# GOAL 1
The receiver bandwidth text uses capacitance symbols whose subscripts end in a digit marking a zeroth- or first-order coefficient. List every such symbol.

# TEXT SECTION
>>>

For the sake of simplicity, we use this expression for the front-end bandwidth to estimate the bandwidth of the entire receiver. Expanding the capacitances into zeroth and first-order terms in W and applying the binomial expansion to Eq. (2) yields,

$$B = W \frac{1}{c} - W^2 \frac{a}{c^2} + O(W^3)$$
 (3)

where,

$$a = \frac{3V_{\min}}{2S(P_{\text{high}} - P_{\text{low}})} \left( C_{\text{F0}} + \frac{C_{\text{IN0}}}{A+1} \right) + \frac{3(C_{\text{IN1}} + C_{\text{L1}})}{g_{\text{m}}}$$
(4)

$$c = \frac{3(C_{\rm IN0} + C_{\rm L0})}{g_{\rm m}} \tag{5}$$

The extra single digits in the capacitance subscripts denote coefficients of zeroth or first-order terms (e.g.  $C_{\rm IN} = C_{\rm IN0} + C_{\rm IN1} W$ ). For small transistor sizes, the bandwidth depends linearly on the transistor size. However, as the transistor size grows, the slope of the curve decreases, which indicates that to increase the bandwidth further a

progressively greater penalty is paid in powerdissipation and circuit area. (These are proportional to the transistor size.) Since the receiver should be suitable for a smart-pixel environment, in which there are severe constraints on both of these parameters, it is sensible to select a receiver design that operates in or near the linear region of the curve. Setting the ratio of the second term to the first term to be a small number, h = 0.1 for example), and ignoring higher order terms, gives,  $W_{\text{des}} = hc/a$ . Hence,

$$B_{\text{des}} = W_{\text{des}}(1-h)/c = h(1-h)/a$$
 (6)

<<<

# GOAL 2
Rewrite the entry below with "round gray stone" switched to "smooth white pebble", leaving everything else unchanged.

# DATA SUPPLIED
>>>

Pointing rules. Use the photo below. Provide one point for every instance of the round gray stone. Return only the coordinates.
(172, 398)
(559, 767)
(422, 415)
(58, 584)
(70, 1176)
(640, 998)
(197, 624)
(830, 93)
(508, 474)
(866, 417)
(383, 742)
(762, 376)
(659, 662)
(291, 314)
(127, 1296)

<<<

# WORKED SOLUTION 1
C_F0, C_IN0, C_IN1, C_L0, C_L1

# WORKED SOLUTION 2
Pointing rules. Use the photo below. Provide one point for every instance of the smooth white pebble. Return only the coordinates.
(172, 398)
(559, 767)
(422, 415)
(58, 584)
(70, 1176)
(640, 998)
(197, 624)
(830, 93)
(508, 474)
(866, 417)
(383, 742)
(762, 376)
(659, 662)
(291, 314)
(127, 1296)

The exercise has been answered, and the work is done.